> [TASK BRIEF]: Gather each line of the data below that contains the string "query". Case matters.
══════════
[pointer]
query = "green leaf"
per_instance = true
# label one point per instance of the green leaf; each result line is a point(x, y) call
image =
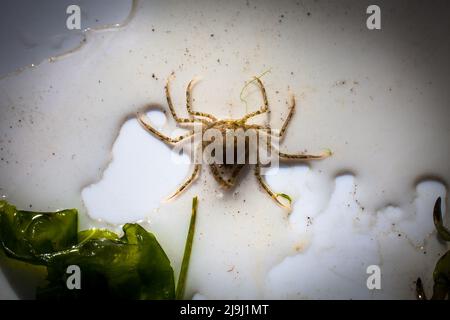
point(133, 266)
point(25, 235)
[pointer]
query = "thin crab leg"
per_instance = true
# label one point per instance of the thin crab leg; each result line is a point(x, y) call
point(266, 188)
point(226, 183)
point(159, 135)
point(216, 174)
point(288, 119)
point(301, 156)
point(264, 108)
point(172, 109)
point(191, 179)
point(189, 104)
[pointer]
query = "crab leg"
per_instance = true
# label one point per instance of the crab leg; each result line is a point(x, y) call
point(264, 108)
point(159, 135)
point(267, 189)
point(189, 104)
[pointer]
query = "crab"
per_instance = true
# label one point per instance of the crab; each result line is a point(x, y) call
point(441, 273)
point(208, 121)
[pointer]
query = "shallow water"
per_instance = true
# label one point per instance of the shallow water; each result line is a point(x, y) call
point(377, 99)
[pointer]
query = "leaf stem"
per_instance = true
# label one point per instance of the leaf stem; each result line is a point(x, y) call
point(181, 285)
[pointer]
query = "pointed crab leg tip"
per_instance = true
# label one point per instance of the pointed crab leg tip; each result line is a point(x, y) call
point(168, 199)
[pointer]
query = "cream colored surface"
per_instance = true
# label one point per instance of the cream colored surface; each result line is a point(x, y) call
point(378, 99)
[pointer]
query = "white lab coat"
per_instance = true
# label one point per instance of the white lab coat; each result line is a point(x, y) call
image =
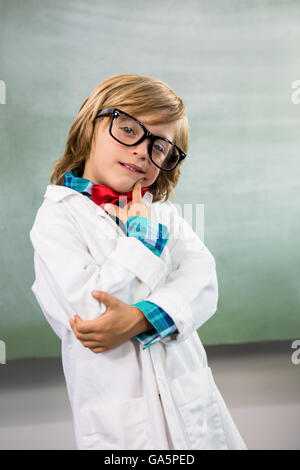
══════════
> [WRITTEN SOLUTION]:
query = "green leaf"
query = "thin crab leg"
query = "crab leg"
query = "crab"
query = "shallow water"
query = "leaf stem"
query = "pointed crab leg tip"
query = "cream colored surface"
query = "white lab coat"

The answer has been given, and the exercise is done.